Directions for this task: Reproduce, exactly and in full, only the lines below from the one containing "Target: water reflection" through the one containing "Target: distant valley".

Entries supplied:

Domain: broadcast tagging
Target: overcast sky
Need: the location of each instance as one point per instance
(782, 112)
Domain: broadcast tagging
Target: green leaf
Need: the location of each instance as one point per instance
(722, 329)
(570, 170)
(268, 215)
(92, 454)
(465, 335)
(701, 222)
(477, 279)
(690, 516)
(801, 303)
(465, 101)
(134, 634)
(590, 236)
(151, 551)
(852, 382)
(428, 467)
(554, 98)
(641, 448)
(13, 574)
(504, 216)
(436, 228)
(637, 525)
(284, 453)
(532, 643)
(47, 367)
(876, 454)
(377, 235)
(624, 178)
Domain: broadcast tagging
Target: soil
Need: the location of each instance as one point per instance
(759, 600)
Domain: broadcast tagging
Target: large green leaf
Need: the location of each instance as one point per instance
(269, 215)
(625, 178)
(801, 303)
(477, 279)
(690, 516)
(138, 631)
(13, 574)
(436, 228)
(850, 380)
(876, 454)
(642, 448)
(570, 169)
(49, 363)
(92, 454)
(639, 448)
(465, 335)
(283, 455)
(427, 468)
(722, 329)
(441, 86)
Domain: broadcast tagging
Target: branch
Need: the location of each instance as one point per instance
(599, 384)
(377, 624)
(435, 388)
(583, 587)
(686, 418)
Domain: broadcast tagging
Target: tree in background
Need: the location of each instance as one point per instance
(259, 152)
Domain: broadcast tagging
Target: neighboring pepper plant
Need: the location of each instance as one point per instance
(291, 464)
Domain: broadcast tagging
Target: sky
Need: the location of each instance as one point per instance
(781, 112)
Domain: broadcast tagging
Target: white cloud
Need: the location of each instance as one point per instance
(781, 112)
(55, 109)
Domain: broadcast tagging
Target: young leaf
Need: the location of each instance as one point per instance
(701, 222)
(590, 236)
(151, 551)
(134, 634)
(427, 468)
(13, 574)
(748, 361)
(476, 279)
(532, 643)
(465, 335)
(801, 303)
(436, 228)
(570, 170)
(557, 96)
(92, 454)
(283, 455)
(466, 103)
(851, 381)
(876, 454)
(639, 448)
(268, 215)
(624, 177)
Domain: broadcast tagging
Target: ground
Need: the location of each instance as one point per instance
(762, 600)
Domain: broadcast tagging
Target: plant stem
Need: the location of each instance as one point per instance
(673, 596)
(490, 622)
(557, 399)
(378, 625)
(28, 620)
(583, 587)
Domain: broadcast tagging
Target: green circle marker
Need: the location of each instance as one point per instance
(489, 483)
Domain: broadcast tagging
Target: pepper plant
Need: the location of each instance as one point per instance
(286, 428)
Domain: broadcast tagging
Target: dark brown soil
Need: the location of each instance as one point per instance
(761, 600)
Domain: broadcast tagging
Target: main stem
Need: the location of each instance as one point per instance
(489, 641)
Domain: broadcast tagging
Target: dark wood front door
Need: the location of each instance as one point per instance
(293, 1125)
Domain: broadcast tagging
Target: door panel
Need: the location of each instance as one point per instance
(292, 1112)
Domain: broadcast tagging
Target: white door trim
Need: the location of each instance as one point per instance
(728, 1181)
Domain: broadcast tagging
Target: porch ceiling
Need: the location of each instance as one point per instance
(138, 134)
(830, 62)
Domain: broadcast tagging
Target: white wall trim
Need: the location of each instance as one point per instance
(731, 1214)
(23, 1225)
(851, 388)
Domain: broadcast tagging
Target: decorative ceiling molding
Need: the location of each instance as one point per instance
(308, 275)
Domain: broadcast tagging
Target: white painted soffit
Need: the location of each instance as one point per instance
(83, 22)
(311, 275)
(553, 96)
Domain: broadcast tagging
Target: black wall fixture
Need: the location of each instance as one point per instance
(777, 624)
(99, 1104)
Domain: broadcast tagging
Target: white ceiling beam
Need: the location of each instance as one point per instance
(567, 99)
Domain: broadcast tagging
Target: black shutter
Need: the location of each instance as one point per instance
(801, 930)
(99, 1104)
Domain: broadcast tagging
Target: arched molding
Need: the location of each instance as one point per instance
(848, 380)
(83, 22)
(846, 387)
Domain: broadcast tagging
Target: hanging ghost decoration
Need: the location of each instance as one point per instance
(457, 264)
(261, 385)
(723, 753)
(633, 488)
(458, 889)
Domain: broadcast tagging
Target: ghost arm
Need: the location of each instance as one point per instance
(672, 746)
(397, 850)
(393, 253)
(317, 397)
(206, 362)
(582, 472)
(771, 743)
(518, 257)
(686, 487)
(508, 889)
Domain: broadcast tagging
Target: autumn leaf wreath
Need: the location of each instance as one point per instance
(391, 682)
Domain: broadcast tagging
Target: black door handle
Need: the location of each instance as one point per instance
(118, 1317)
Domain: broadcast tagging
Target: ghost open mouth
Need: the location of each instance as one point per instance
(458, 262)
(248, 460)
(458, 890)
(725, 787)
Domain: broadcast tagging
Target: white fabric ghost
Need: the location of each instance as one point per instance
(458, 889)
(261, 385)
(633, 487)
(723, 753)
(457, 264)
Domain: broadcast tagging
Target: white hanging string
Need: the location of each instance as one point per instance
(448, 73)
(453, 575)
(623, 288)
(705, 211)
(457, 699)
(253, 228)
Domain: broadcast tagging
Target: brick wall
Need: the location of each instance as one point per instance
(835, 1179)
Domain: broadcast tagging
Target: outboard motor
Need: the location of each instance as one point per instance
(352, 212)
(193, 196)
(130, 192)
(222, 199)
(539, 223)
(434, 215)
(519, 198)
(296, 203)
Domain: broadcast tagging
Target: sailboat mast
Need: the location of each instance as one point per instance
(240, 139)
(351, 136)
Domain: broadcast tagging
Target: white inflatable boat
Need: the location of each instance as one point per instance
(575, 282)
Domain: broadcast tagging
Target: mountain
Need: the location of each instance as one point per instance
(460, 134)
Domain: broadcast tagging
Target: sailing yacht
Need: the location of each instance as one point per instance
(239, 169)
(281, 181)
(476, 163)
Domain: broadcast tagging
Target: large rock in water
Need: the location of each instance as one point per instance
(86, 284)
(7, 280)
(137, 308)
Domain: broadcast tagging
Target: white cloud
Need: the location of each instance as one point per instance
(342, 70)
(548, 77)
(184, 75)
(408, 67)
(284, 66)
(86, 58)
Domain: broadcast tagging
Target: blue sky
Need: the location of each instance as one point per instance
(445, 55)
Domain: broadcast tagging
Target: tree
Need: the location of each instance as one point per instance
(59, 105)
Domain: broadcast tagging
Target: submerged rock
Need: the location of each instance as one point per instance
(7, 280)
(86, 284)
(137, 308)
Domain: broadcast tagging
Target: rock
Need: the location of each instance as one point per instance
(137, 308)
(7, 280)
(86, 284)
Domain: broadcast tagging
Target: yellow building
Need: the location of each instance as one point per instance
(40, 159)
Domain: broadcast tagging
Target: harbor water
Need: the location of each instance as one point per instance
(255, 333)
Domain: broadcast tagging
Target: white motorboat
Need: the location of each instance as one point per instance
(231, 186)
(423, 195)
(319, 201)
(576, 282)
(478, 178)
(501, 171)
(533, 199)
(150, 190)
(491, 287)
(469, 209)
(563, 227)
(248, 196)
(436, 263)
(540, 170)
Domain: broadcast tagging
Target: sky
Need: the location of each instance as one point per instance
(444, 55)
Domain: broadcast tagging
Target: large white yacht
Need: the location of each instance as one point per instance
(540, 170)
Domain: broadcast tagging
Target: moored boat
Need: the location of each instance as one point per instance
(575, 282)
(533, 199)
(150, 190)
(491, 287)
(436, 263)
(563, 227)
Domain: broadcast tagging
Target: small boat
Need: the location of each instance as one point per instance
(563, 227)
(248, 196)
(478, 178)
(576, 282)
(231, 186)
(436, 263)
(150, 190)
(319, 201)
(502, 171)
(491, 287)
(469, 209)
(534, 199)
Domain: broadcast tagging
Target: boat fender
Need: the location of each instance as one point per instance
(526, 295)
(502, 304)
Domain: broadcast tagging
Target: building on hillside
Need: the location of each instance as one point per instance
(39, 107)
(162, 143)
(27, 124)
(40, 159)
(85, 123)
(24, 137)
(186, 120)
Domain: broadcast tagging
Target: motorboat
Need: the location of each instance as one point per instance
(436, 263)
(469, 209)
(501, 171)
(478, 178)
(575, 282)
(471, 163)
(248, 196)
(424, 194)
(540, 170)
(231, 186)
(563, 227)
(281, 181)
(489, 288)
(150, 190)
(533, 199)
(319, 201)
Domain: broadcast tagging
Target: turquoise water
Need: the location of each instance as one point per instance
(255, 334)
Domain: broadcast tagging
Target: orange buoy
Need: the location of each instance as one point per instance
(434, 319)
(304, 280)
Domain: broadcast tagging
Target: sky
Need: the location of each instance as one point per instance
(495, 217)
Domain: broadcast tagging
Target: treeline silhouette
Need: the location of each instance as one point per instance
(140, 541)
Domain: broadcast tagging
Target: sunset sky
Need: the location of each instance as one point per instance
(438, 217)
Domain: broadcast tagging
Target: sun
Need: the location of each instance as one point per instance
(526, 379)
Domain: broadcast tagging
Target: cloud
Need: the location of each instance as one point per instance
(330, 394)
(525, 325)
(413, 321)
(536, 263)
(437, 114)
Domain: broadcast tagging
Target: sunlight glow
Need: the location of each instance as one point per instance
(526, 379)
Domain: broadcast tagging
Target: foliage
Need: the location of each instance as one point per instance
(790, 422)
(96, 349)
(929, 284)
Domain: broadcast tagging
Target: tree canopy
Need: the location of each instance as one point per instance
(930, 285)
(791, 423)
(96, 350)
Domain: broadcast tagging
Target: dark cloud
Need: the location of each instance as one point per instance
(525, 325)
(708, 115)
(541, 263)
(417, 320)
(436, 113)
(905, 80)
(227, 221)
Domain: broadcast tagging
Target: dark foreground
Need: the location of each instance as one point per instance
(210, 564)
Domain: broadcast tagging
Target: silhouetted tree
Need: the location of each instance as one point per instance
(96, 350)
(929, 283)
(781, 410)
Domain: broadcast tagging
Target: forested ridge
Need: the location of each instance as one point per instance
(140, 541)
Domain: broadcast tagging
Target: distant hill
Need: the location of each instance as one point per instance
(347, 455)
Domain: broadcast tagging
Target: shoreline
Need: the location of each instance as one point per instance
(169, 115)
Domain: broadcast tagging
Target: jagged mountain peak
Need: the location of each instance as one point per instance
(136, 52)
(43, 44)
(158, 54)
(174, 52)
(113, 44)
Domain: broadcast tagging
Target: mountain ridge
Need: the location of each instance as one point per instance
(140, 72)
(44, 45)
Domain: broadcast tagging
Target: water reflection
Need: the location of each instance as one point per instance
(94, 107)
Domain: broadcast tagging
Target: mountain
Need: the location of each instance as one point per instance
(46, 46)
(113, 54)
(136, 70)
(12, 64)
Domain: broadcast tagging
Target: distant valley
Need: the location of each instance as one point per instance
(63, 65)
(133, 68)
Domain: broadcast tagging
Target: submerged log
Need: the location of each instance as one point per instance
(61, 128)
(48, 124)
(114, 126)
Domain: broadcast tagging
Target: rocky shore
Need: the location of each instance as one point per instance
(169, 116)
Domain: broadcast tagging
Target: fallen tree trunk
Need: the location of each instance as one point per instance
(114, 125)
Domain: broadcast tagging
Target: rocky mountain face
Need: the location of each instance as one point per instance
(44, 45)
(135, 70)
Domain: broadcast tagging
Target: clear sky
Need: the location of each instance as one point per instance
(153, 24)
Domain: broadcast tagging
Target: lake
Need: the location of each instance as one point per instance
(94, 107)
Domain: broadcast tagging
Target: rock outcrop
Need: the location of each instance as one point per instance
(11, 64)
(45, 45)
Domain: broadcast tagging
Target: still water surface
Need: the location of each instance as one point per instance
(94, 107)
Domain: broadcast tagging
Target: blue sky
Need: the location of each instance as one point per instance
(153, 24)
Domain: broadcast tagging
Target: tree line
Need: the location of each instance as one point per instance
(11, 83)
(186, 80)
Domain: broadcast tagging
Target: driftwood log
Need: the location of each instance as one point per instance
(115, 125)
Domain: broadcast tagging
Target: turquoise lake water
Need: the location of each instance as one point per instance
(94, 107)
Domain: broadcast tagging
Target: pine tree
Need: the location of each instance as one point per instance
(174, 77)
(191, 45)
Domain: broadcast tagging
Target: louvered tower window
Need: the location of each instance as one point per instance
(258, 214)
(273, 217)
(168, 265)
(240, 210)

Response box:
Target: water reflection
Need: the location of each instance as one point per instance
(94, 107)
Domain: broadcast tagging
Target: mountain
Need: the location of each instance as one point per instance
(46, 46)
(113, 54)
(136, 70)
(12, 64)
Domain: broadcast tagging
Target: distant valley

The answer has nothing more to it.